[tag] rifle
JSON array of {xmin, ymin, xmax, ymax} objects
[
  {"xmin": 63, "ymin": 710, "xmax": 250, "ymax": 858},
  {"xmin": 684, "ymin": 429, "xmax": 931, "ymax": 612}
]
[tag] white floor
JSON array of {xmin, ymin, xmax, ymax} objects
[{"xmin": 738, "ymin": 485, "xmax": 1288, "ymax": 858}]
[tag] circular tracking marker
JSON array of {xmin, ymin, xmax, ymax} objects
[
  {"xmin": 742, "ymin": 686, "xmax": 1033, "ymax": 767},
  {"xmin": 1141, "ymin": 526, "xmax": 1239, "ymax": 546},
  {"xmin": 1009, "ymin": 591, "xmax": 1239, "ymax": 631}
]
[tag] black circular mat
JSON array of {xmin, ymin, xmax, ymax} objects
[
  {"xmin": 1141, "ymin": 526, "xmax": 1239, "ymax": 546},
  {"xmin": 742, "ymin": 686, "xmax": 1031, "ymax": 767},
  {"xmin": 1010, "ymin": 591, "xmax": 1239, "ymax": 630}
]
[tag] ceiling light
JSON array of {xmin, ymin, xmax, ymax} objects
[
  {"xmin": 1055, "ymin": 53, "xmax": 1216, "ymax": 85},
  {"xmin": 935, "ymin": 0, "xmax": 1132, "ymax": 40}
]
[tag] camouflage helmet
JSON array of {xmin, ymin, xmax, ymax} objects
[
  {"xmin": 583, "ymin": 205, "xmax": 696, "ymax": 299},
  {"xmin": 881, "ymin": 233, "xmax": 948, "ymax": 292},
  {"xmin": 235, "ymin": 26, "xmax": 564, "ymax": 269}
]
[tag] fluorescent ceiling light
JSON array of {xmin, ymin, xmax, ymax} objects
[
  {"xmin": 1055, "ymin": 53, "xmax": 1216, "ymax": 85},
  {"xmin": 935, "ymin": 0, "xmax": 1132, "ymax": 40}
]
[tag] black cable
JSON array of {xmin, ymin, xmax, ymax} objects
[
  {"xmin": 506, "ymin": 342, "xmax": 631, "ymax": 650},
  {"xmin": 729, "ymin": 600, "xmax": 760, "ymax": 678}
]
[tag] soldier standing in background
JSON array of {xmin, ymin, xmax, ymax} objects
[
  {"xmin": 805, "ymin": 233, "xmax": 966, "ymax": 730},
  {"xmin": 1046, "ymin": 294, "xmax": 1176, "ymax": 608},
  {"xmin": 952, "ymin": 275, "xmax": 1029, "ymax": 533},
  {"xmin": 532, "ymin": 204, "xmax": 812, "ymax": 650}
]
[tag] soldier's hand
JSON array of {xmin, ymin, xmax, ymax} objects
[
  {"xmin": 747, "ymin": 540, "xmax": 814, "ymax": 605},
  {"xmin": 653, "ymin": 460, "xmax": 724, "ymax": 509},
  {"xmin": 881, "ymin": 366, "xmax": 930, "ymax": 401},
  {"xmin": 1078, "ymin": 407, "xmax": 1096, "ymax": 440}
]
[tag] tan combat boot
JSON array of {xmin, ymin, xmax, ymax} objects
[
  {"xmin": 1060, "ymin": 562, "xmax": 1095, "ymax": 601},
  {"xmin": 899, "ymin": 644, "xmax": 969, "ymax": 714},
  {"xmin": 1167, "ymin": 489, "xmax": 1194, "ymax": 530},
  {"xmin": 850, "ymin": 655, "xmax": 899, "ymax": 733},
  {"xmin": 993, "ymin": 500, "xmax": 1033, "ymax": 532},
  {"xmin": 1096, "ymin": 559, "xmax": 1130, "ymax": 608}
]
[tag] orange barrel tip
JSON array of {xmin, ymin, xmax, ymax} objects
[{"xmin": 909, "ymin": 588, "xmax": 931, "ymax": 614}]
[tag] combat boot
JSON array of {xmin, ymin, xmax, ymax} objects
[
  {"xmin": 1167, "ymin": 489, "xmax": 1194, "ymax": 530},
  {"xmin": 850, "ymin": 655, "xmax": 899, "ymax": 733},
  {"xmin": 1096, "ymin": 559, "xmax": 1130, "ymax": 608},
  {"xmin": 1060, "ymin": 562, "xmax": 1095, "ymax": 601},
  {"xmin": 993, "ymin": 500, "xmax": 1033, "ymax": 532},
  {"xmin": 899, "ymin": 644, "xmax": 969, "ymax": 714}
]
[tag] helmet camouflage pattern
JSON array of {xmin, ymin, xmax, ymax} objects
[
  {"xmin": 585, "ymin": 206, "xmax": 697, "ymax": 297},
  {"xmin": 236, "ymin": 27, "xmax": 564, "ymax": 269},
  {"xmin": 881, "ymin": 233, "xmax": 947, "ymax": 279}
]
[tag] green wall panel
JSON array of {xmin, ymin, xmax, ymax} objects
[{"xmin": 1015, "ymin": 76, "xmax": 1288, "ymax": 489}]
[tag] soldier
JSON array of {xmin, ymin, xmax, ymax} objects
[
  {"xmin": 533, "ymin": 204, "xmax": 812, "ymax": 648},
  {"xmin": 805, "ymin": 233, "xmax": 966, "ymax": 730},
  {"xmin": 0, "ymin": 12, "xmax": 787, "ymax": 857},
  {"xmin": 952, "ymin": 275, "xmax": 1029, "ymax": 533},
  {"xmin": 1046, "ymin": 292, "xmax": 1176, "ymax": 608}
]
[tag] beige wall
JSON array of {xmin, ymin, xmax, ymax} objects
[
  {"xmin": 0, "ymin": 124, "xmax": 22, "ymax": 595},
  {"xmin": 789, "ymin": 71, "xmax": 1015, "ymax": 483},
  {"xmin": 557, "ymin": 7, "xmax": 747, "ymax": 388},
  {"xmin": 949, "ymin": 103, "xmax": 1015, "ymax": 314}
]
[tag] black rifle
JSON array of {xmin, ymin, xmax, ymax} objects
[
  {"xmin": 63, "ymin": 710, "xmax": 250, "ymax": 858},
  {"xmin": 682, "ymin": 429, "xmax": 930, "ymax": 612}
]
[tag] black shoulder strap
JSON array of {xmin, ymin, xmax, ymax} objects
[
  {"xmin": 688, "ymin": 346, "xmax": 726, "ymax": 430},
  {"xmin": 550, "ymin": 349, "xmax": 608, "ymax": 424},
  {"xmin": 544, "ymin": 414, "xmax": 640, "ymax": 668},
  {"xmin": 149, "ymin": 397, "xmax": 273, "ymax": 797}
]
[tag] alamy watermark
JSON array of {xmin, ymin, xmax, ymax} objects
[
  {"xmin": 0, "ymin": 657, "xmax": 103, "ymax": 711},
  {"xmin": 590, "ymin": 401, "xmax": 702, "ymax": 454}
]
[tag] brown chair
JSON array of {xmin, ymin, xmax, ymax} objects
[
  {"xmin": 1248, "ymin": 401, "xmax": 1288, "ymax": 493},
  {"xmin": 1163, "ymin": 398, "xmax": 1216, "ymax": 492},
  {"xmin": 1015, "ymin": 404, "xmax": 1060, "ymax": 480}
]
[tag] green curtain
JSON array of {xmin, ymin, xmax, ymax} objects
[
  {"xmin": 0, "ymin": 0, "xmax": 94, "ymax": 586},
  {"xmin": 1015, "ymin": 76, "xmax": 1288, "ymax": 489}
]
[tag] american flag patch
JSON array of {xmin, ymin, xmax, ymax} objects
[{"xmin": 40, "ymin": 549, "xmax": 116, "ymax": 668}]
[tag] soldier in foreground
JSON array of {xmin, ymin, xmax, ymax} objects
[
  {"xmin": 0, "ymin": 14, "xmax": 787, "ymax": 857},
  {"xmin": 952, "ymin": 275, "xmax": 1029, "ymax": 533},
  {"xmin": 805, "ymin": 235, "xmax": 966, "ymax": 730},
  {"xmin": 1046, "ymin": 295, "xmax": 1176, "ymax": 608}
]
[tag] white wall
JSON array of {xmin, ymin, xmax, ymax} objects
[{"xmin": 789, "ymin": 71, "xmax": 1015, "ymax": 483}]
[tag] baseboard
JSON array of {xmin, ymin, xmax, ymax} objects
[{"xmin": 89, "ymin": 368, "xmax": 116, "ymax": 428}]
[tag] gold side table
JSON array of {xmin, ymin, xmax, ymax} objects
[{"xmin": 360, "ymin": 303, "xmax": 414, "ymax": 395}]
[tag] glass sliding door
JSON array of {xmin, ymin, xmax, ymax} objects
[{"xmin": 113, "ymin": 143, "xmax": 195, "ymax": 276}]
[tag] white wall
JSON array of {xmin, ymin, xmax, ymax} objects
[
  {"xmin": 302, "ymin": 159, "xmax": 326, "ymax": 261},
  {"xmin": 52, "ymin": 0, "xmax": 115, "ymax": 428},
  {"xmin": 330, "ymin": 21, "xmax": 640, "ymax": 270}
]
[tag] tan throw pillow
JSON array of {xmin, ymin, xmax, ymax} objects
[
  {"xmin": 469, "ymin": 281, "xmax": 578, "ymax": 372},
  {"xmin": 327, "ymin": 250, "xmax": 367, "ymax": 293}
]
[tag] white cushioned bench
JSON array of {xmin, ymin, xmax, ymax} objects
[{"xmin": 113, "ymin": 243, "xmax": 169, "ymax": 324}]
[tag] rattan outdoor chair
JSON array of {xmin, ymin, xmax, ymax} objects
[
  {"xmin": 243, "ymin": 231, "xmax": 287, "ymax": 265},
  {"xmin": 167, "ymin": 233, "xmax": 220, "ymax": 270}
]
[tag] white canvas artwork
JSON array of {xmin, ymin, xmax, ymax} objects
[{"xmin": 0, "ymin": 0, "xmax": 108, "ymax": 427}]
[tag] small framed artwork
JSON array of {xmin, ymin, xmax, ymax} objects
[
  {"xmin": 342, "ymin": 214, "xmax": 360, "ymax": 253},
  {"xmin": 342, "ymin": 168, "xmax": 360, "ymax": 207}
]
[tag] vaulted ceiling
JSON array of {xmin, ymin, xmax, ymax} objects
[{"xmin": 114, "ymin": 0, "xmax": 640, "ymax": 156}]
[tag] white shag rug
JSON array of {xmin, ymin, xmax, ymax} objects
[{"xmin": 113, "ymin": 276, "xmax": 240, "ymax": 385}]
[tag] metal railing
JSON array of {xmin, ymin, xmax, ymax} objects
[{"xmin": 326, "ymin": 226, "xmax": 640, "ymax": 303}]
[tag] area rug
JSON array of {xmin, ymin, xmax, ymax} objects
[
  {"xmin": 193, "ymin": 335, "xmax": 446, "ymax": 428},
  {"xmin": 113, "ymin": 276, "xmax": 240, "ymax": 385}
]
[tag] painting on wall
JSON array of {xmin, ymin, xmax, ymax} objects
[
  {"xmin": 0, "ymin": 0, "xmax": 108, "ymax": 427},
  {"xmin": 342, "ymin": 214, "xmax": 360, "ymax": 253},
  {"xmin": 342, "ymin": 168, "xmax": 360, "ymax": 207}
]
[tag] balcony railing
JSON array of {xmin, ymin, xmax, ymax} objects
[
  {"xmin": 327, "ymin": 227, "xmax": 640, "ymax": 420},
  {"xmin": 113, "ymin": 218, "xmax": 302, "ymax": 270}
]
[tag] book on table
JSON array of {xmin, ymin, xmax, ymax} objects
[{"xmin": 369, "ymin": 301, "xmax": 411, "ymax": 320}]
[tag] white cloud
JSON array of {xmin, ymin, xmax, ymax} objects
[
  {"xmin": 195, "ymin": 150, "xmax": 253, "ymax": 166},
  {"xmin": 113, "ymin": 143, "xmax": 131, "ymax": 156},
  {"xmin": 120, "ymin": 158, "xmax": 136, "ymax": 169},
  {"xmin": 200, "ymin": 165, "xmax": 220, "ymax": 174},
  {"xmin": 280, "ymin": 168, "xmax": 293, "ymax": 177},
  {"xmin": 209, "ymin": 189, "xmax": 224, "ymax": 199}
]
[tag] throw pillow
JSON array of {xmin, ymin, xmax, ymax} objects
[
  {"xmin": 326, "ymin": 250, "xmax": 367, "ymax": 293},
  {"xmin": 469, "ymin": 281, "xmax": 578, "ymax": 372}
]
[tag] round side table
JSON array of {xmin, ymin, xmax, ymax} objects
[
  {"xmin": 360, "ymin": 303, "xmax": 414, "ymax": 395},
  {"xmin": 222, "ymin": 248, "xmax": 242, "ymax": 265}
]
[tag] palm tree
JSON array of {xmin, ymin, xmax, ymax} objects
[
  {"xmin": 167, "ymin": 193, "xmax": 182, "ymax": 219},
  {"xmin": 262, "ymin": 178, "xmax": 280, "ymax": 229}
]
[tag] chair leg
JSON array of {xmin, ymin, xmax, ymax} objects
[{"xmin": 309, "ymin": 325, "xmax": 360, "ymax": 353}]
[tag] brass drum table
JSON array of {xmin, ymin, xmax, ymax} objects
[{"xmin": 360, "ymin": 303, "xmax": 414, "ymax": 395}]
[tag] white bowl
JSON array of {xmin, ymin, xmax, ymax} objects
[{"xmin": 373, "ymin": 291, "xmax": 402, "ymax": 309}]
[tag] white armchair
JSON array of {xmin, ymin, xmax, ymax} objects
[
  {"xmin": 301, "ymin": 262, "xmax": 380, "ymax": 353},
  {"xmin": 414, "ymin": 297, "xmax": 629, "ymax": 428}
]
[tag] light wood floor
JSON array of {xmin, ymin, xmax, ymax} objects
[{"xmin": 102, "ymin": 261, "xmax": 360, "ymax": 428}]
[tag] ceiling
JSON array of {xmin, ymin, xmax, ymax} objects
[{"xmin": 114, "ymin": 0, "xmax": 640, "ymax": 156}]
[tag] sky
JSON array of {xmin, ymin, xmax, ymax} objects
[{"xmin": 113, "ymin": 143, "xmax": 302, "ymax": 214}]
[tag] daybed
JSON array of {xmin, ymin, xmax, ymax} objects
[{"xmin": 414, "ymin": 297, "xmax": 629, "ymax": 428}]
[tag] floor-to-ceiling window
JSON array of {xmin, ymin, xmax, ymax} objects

■ GIVEN EXERCISE
Return every line from the one holding "[tag] light wood floor" through the end of the data, exactly as it appears, with both ends kept and nothing else.

■ ANSWER TO THE PROBLEM
[tag] light wood floor
JSON array of {xmin, ymin, xmax, ymax} objects
[{"xmin": 102, "ymin": 261, "xmax": 360, "ymax": 428}]
[tag] ceiling
JSON array of {xmin, ymin, xmax, ymax} objects
[{"xmin": 114, "ymin": 0, "xmax": 640, "ymax": 156}]
[tag] sky
JSON array of {xmin, ymin, xmax, ymax} objects
[{"xmin": 113, "ymin": 143, "xmax": 302, "ymax": 214}]
[tag] daybed
JSON array of {xmin, ymin, xmax, ymax} objects
[{"xmin": 414, "ymin": 297, "xmax": 629, "ymax": 428}]
[tag] floor-to-ceiling window
JSON array of {xmin, ymin, xmax, ymax} objects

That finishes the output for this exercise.